### Travail à faire:
(1) D'après le texte sur Salmân al-Fârisî, de quelle tâche son père l'avait-il chargé ?
(2) Recopiez le passage du texte sur Salmân al-Fârisî allant de « Salmân al-Fârisî compte » à « de la droite). », en remplaçant « foi profonde » par « croyance profonde ».

### Texte à lire:
-------

Originaire de Perse (l’actuel Iran), et précisément de Jayyân près d'Isfahan, sa naissance serait située aux alentours de l'an 568 de l'ère courante, dans une famille de grands notables de confession mazdéenne. Son père s’appelait Bûd ou Bûdehshan. Celui-ci avait chargé Salmân de l'entretien du feu au sein de l’âtashkadeh (nom du temple mazdéen). Nombre d'historiens le considère comme un personnage mythique, cependant que de multiples textes le mentionne de façon précise, ce qui nous oblige à considérer son existence sur le plan historique de la façon la plus sérieuse, d'autant que les recherches effectuées par d'éminents orientalistes occidentaux tendent à confirmer son existence réelle.
Toute sa vie fut tissée par une quête unique, celle de la Vérité. Et c'est dans cette inlassable quête de la Vérité que Salmân cheminera du Mazdéisme à l'Islam en passant par le christianisme, se faisant l'archétype même de l'exilé, de l'expatrié (gharîb), abandonnant toute attache matérielle. Initié aux sens profonds de la Révélation islamique, il sera un des plus éminents détenteurs tant du sens secret des révélations prophétiques antérieures que des sens secrets des versets coraniques. Il est à la fois l'initié par excellence et l'initiateur le plus parfait. Son rôle transhistorique sur le plan de la gnose chiite et de l'ésotérisme islamique n'est pas sans rappeler celui de Khidhr « le Vert », ce mystérieux personnage initiateur aux mystères les plus cachés, souvent assimilé au prophète Elie (Ilyâs).
Salmân al-Fârisî compte parmi les « proches de Dieu » (muqarrabûn) et les croyants ayant réussi à conjoindre une connaissance parfaite des réalités divines à une foi profonde et sans faille, ainsi que ceux que le Coran désigne comme « ashâb al-yamîn » (les compagnons de la droite).
Alors qu'il était devenu chrétien, sa quête de Vérité le mena de Damas à 'Ammuriya (village qui faisait alors parti de l'Empire Byzantin et qui est actuellement situé dans le nord de la Cisjordanie, au sud de Naplouse) en passant par Mossoul. C'est à 'Ammuriya que son dernier père spirituel, un moine savant et visionnaire, lui fit cette ultime recommandation dans sa quête de Vérité :
« Ô mon fils ! Je ne vois personne ayant les qualités que tu recherches, mais je sais qu'un prophète va apparaître, prêchant la religion d'Abraham. Son avènement est imminent. Il sortira du pays des Arabes et émigrera vers une terre plantée de palmiers située entre deux zones couvertes de pierres volcaniques. Cet homme possède des signes particuliers par lesquels tu pourras le reconnaître. Il refuse les aumônes (sadaqat) mais accepte les cadeaux. Entre ses épaules, se trouve le sceau de la prophétie. Si tu le vois, tu le reconnaîtras aisément. Si tu trouves le moyen de rejoindre ce pays, n'ai aucune hésitation. »

-------

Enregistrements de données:
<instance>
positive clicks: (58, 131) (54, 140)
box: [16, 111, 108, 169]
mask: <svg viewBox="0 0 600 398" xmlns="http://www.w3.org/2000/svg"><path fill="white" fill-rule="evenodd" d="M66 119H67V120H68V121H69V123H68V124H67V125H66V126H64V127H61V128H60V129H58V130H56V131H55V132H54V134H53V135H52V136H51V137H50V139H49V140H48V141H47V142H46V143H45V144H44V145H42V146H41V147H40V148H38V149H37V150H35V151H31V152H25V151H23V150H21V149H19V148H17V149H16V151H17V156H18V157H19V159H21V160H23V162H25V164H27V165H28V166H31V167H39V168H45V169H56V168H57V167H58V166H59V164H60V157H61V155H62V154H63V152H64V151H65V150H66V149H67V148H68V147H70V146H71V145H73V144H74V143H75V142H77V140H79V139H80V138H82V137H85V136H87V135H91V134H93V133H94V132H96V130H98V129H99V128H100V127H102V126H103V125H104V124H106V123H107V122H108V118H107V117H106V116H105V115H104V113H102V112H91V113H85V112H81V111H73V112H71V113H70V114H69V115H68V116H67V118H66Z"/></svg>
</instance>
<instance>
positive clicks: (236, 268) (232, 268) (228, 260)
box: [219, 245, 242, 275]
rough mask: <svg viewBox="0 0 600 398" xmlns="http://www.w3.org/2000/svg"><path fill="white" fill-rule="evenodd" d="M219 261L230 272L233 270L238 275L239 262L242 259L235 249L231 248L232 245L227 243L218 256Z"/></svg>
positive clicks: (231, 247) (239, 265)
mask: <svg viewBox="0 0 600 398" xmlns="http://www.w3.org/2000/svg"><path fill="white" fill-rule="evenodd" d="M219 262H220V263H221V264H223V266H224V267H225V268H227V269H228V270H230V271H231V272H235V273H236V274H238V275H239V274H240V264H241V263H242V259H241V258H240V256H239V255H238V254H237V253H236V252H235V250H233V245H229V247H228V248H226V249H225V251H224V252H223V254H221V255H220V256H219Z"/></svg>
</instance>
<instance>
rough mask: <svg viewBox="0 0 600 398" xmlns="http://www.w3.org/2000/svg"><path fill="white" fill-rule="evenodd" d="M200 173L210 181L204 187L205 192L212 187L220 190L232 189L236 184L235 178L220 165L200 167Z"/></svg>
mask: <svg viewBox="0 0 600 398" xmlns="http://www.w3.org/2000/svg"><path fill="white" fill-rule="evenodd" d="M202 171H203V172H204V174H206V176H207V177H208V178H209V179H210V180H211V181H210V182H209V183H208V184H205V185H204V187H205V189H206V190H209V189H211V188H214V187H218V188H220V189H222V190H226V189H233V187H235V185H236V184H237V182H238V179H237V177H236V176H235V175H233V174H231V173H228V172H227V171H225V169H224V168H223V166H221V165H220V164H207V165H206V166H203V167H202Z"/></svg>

-------

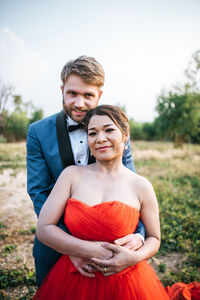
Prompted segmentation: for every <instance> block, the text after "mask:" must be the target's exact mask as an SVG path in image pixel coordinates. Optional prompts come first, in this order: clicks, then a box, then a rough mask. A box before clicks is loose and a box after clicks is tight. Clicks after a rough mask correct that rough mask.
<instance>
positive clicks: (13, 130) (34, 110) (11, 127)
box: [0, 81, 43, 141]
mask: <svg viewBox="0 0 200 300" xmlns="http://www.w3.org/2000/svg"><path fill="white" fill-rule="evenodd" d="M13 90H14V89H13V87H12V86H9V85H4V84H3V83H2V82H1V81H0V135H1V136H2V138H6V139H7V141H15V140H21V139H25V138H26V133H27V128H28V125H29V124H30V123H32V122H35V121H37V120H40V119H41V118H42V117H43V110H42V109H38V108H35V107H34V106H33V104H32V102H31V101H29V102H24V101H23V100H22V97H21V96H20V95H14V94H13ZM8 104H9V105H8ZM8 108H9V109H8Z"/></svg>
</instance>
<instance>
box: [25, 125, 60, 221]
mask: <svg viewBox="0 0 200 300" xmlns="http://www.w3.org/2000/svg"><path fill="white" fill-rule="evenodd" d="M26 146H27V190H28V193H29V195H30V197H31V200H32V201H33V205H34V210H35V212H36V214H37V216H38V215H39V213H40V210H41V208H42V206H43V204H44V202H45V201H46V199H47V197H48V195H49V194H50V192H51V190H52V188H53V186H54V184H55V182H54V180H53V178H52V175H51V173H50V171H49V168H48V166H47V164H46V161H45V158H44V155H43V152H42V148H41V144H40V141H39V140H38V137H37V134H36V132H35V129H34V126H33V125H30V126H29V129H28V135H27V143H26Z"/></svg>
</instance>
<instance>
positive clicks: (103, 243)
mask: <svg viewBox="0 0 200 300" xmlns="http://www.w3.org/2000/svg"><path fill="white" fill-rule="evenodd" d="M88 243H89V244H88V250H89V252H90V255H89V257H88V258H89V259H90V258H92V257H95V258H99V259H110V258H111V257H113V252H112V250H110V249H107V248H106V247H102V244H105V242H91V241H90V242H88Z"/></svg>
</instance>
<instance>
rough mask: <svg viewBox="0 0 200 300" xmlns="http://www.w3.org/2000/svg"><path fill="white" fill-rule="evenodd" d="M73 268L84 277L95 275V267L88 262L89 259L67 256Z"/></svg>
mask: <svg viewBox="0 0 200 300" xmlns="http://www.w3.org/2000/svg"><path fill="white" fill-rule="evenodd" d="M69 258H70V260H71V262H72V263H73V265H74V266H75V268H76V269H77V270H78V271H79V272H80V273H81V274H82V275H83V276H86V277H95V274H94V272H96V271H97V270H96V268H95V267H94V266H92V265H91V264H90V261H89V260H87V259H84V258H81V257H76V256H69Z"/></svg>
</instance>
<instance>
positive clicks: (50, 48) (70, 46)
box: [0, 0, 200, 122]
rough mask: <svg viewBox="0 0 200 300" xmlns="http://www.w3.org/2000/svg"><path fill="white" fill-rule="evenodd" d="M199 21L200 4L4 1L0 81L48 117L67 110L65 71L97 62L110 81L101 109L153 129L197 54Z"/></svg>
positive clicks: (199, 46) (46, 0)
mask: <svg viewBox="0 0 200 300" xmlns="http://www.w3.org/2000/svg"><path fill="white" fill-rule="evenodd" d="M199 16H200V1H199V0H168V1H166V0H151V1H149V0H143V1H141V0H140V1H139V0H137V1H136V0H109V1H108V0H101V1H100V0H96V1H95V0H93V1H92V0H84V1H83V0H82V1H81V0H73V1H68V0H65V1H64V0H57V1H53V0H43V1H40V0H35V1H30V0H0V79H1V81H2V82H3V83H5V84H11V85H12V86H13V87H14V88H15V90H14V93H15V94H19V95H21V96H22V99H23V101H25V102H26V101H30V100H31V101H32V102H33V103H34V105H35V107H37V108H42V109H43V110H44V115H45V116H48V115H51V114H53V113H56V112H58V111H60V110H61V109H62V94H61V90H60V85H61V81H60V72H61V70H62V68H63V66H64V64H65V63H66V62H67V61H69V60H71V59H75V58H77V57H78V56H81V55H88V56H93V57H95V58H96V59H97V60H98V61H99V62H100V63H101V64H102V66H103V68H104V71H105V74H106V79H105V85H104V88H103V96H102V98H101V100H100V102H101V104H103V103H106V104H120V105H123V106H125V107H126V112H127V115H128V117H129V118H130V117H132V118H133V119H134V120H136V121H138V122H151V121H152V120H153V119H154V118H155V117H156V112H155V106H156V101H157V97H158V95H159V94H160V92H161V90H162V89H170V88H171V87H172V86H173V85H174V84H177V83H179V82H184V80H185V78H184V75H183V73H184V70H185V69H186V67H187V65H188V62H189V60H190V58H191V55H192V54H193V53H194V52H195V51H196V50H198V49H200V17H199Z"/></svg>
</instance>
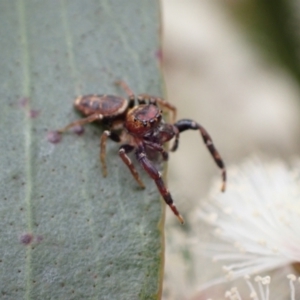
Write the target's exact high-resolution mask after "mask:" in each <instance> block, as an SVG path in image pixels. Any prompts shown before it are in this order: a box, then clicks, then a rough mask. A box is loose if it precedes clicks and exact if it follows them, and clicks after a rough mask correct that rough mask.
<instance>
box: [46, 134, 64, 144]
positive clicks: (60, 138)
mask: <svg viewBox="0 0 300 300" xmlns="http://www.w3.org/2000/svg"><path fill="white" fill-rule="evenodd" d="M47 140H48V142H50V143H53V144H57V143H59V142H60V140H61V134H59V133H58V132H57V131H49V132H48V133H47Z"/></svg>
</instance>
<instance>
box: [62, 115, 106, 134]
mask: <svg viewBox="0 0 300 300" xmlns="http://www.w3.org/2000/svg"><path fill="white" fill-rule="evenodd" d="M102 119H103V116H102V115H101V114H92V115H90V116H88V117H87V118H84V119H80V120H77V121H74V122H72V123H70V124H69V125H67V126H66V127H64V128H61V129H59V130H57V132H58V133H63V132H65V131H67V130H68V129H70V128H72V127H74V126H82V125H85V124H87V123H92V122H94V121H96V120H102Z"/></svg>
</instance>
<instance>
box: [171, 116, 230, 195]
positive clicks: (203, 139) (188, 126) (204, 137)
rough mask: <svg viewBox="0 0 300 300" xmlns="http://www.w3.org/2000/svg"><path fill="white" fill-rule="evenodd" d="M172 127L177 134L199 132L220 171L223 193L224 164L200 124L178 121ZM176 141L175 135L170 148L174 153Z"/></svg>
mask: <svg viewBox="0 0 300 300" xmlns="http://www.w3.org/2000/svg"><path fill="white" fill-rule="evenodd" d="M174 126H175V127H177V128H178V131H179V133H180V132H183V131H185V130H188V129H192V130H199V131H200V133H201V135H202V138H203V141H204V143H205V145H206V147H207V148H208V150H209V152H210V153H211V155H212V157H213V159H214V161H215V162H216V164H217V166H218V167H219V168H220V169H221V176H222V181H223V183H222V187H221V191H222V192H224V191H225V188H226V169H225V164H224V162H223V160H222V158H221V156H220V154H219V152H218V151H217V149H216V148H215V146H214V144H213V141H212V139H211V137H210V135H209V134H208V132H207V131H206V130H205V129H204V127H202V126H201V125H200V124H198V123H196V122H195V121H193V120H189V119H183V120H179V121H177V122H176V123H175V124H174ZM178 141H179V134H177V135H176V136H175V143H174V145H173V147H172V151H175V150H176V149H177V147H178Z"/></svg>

-------

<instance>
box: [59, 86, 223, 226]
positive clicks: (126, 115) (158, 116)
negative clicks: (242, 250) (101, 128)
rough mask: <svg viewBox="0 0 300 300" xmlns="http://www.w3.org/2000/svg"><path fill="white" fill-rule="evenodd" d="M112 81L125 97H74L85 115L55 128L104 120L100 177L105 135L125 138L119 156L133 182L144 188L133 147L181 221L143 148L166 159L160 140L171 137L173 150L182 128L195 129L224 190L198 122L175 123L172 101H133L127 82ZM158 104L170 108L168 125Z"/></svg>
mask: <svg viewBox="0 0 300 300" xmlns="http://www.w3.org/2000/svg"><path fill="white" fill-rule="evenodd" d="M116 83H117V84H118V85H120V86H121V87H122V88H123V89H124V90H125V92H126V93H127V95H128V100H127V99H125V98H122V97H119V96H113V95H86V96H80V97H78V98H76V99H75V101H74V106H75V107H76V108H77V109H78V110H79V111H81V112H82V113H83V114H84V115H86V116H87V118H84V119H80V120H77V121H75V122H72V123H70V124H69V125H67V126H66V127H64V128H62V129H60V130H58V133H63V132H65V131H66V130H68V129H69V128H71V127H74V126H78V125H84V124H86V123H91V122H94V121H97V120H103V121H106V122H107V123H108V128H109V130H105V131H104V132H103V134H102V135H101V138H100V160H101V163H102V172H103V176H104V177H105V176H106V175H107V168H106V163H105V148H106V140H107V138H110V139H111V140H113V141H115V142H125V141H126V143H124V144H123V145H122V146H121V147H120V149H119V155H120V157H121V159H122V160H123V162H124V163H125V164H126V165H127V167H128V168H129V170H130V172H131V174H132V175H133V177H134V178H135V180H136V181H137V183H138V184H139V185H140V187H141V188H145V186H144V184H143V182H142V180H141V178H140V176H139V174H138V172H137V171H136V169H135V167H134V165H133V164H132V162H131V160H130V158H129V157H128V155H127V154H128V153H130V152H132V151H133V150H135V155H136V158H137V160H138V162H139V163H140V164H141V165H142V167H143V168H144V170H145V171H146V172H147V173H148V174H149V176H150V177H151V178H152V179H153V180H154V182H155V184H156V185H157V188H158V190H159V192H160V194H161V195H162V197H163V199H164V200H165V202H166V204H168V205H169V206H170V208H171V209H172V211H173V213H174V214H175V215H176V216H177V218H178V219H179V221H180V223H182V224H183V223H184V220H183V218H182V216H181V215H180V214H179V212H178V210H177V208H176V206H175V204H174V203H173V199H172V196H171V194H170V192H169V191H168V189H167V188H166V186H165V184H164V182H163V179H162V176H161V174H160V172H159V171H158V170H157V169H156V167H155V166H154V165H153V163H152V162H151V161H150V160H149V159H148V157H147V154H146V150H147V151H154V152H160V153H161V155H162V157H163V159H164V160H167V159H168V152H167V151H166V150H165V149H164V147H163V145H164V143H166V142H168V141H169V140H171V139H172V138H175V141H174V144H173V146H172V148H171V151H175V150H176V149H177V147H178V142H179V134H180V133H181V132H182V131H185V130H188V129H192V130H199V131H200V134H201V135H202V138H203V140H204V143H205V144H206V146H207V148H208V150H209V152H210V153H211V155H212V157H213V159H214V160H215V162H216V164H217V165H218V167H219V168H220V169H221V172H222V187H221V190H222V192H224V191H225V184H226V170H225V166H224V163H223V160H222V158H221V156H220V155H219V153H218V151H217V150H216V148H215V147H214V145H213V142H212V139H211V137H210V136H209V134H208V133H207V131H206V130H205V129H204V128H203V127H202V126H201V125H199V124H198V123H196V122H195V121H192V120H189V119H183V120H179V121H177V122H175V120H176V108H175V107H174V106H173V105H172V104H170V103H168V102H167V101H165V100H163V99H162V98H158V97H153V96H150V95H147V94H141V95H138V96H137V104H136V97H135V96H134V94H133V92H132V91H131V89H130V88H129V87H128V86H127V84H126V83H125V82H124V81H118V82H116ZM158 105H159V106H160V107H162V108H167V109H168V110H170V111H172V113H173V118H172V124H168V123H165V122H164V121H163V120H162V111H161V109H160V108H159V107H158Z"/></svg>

-------

### Réponses numérotées:
(1) De l'entretien du feu au sein de l'âtashkadeh, le temple mazdéen.

(2)
Salmân al-Fârisî compte parmi les « proches de Dieu » (muqarrabûn) et les croyants ayant réussi à conjoindre une connaissance parfaite des réalités divines à une croyance profonde et sans faille, ainsi que ceux que le Coran désigne comme « ashâb al-yamîn » (les compagnons de la droite).